▶ **Aim of the task**:
Lines where the string "vest" appears are to be copied from the entries below.

▶ **Provided entries**:
──────
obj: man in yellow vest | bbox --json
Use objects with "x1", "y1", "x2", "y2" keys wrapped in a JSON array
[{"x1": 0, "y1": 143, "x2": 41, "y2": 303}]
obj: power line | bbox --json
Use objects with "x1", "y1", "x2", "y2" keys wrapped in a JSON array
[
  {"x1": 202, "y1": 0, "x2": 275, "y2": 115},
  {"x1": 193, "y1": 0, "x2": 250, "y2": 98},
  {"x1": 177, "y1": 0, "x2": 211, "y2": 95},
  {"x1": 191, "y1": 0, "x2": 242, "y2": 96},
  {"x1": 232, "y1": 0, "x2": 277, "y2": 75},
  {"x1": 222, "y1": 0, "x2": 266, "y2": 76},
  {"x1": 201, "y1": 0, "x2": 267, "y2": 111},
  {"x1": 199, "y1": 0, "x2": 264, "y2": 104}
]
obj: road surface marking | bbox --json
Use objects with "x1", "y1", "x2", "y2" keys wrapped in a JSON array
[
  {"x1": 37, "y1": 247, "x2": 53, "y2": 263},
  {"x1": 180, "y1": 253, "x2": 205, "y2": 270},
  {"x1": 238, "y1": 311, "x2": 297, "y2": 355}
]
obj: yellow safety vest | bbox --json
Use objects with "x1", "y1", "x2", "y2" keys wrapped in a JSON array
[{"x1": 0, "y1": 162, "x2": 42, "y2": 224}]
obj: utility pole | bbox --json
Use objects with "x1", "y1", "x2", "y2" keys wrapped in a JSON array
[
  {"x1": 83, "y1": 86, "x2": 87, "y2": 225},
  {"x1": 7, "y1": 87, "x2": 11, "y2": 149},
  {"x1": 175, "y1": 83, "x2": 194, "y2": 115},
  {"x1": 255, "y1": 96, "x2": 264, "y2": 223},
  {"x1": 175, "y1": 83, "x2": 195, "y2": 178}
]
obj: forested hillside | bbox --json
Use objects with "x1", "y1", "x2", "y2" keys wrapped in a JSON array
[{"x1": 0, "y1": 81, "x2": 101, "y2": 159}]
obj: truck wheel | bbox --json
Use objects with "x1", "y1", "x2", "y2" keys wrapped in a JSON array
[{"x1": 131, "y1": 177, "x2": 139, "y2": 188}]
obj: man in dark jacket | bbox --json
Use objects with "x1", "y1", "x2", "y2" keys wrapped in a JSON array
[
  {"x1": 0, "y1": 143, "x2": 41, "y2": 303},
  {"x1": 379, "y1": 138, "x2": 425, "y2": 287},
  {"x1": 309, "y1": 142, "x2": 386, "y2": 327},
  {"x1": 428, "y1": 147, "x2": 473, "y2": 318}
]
──────
▶ **Result of this exercise**:
obj: man in yellow vest | bbox --json
obj: yellow safety vest | bbox --json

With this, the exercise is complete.